TAREFAS E EXERCÍCIOS
A. Reproduza fielmente o trecho do texto sobre a crença na vida depois da morte que começa nas palavras "A mentira do" e termina em "e quase diverte.".
B. No texto sobre a crença na vida depois da morte, o que disse o abade Ampleforth quando o cardeal Basil Hume lhe contou que estava a morrer?

SECÇÃO DO DOCUMENTO
■ ■ ■ ■
A mentira do médico só é eficaz até
os sintomas se tornarem inequívocos mas um crente na vida depois da morte nunca
poderá, em última análise, ser desenganado.
As pessoas religiosas que dizem
acreditar na vida depois da morte se fossem realmente sinceras deveriam reagir
como o abade Ampleforth quando o cardeal Basil Hume lhe disse que estava a
morrer:
«Parabéns! Que bela notícia. Quem me
dera ir com Vossa Eminência».
Este abade era um verdadeiro crente
mas é exactamente porque esta história é tão rara e inesperada que prende a
atenção e quase diverte.
Por que razão todos os cristãos e
muçulmanos não dizem a mesma coisa ou algo parecido?
Quando um médico diz a uma mulher
devota que não lhe restam senão alguns meses de vida por que razão não sorri
ela, emocionada, como se tivesse ganho umas férias nas Seychelles?
Por que razão é que os amigos e
familiares, crentes como ela, não a sobrecarregam de mensagens para os que já
partiram?
«Dá saudades ao tio Alberto quando o
vires…».
Por que não falam assim as pessoas
religiosas na presença dos que estão à beira da morte?
Será que não acreditam em todas as
coisas em que era presumível acreditarem?
Ou talvez acreditem mas têm medo do
“processo” de morrer que pode ser doloroso e desagradável com a agravante de
que, ao contrário de todos os outros animais, não podem ir ao veterinário pedir
uma morte indolor.
E, neste caso, por que são as pessoas
religiosas as mais ferozes opositores à eutanásia e ao suicídio medicamente
assistido?
Não seria de esperar que as pessoas
mais religiosas fossem menos inclinadas a agarrarem-se despudoradamente à vida
seguindo o exemplo do abade Ampleforth?
■ ■ ■ ■
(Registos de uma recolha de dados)
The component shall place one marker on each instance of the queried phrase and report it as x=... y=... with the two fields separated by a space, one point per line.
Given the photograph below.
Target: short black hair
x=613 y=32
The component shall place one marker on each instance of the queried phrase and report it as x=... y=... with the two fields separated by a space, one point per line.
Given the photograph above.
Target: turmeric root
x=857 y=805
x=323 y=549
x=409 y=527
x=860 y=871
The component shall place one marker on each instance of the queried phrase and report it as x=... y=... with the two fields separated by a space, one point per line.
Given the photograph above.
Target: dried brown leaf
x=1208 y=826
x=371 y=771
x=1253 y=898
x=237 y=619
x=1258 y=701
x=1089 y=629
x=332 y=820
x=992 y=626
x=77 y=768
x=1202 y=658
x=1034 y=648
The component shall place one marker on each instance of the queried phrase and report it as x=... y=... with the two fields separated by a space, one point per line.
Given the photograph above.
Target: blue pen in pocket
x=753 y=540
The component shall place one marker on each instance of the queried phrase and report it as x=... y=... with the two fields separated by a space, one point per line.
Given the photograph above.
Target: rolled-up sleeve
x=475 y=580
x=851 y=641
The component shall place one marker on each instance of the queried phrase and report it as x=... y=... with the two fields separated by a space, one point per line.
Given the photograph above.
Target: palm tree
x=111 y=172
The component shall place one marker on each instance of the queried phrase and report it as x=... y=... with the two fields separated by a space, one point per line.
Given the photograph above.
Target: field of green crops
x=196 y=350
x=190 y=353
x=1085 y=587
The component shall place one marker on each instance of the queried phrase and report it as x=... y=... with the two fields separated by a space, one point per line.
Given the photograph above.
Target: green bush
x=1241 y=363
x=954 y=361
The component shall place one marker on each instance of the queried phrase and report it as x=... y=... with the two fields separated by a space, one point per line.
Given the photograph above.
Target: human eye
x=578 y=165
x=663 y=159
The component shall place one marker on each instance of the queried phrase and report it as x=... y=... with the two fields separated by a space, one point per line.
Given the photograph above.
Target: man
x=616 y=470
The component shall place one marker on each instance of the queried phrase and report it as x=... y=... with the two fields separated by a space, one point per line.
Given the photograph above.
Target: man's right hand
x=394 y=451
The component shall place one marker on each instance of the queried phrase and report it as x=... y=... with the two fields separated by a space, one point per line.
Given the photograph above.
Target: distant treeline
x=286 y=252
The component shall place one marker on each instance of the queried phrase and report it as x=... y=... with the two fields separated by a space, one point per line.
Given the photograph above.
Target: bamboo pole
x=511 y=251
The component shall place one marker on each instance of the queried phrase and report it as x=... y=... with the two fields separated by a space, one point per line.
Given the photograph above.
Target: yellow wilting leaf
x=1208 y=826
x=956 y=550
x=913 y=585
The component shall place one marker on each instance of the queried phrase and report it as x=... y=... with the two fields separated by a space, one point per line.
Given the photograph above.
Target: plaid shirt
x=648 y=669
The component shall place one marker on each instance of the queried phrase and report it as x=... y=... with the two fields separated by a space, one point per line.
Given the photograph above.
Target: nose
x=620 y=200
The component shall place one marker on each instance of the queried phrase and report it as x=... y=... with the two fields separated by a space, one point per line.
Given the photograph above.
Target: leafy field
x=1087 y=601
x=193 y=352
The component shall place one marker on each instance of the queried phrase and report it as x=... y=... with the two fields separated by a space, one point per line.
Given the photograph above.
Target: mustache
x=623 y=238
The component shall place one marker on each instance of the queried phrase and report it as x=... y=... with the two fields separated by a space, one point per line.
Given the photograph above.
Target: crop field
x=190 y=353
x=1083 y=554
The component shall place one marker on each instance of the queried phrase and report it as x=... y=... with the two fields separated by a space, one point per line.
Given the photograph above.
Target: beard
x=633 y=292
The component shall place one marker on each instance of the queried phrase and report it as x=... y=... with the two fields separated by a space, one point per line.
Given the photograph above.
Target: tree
■ ■ ■ ■
RESPOSTAS AOS EXERCÍCIOS
A.
A mentira do médico só é eficaz até
os sintomas se tornarem inequívocos mas um crente na vida depois da morte nunca
poderá, em última análise, ser desenganado.
As pessoas religiosas que dizem
acreditar na vida depois da morte se fossem realmente sinceras deveriam reagir
como o abade Ampleforth quando o cardeal Basil Hume lhe disse que estava a
morrer:
«Parabéns! Que bela notícia. Quem me
dera ir com Vossa Eminência».
Este abade era um verdadeiro crente
mas é exactamente porque esta história é tão rara e inesperada que prende a
atenção e quase diverte.

B. «Parabéns! Que bela notícia. Quem me dera ir com Vossa Eminência».